Task prompt:
In the forum thread on counting elements in a C array of char arrays, which distinct string literals appear as initializers of the array Text?

Source text:
Start
C Get size of Array of array of chars

Question

i want to get the number of elements at Text array the answer should be 2

char Text[5][10] = {
    "Big12345",
    "Big54321",
};

i want to a code to count number of elements in array of chars

Answer 1

You are mistaken. The number of elements in the array is 5. Two elements have non-empty strings and three elements have empty strings. But In fact an empty string can be placed anywhere in the array. For example

char Text[5][10] = 
{
    "Big12345",
    "",
    "Big54321",
};

This declaration is equivalent to

char Text[5][10] = 
{
    "Big12345",
    "",
    "Big54321",
    "",
    ""
};

You could write a function that determines how many elements contain non-empty strings. For example

#include <stdio.h>

size_t count_non_empty( size_t m, size_t n, char s[][n] )
{
    size_t count = 0;

    for ( size_t i = 0; i < m; i++ )
    {
        count += s[i][0] != '\0';
    }

    return count;
}

int main(void) 
{
    char Text[5][10] = 
    {
        "Big12345",
        "",
        "Big54321",
    };

    printf( "There are %zu non-empty elements\n", count_non_empty( 5, 10, Text ) );

    return 0;
}

The program output is

There are 2 non-empty elements

Answer 2

In this particular case, anything after the initializers will be 0, so:

size_t counter = 0;

while ( Text[counter][0] != 0 )
  counter++;

But, in general, C doesn't give you a good way of doing this. You either have to track the number of elements being used separately, or you have to use a sentinel value in the array.

Answer 3

Use the following to find the number of elements in your array which have a string assigned to them:

#include <stdio.h>
#include <string.h>

int main()
  {
  char Text[5][10] = {"Big12345",
                      "Big54321",};
  int i, n;

  for(i = 0, n = 0 ; i < 5 ; i++)
    if(strlen(Text[i]) > 0)
      n += 1;

  printf("%d elements have a length > 0\n", n);

  return 0;
  }
End
Stored rows:
Start
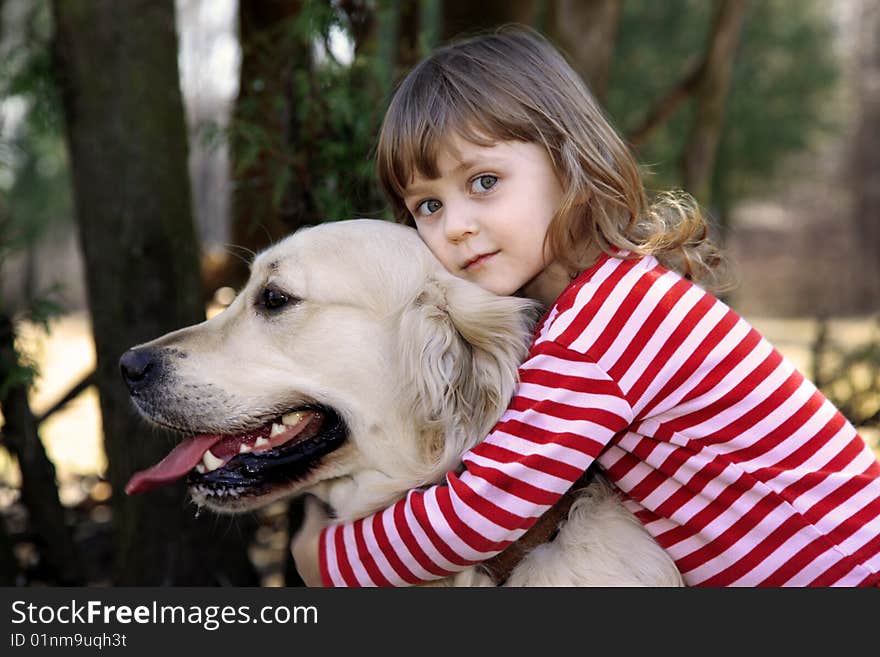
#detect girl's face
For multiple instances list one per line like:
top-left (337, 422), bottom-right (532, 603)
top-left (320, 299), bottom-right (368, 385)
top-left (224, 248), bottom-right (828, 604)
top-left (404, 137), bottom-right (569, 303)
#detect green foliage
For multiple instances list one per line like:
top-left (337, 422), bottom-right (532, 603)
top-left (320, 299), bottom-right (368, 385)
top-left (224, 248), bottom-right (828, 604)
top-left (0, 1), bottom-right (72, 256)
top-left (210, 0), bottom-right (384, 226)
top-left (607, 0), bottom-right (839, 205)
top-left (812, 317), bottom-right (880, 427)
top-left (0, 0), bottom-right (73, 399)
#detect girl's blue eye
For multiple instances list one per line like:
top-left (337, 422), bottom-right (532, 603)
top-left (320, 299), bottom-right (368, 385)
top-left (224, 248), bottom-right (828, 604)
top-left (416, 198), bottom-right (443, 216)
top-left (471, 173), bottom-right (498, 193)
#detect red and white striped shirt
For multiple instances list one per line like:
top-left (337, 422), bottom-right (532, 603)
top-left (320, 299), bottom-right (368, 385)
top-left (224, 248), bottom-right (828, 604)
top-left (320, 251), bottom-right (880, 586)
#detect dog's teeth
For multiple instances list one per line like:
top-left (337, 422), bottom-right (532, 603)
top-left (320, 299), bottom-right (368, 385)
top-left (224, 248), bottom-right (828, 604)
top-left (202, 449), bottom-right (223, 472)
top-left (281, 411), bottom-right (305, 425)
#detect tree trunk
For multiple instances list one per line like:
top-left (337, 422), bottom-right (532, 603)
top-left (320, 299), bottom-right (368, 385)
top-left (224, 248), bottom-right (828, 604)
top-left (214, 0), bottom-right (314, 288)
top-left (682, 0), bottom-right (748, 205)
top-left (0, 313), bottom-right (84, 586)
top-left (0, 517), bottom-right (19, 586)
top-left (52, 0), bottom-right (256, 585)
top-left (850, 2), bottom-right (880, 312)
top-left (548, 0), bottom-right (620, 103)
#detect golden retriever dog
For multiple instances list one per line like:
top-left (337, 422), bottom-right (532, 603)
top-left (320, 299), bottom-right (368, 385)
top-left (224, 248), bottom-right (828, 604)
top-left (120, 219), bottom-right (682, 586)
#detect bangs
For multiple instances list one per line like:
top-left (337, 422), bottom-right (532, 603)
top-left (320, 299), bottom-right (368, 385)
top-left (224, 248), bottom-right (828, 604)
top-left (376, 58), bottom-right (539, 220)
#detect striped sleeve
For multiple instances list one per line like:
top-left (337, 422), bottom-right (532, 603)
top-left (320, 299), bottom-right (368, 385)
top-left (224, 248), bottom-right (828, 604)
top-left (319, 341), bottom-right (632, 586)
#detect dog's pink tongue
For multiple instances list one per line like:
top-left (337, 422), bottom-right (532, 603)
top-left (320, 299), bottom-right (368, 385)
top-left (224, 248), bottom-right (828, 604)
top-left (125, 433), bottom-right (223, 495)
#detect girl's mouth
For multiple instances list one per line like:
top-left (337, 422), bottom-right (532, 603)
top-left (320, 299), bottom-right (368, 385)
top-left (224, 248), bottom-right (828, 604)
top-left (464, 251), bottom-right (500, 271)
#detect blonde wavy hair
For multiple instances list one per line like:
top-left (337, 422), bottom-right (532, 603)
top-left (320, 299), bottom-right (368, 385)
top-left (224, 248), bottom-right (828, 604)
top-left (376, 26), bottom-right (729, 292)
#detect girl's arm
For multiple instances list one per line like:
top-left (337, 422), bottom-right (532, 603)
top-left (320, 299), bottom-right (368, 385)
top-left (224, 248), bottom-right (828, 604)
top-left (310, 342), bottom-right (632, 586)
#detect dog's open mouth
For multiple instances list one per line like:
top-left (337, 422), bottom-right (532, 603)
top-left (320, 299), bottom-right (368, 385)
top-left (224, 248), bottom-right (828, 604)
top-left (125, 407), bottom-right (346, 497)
End
Reply:
"Big12345", "Big54321", and "" (the empty string)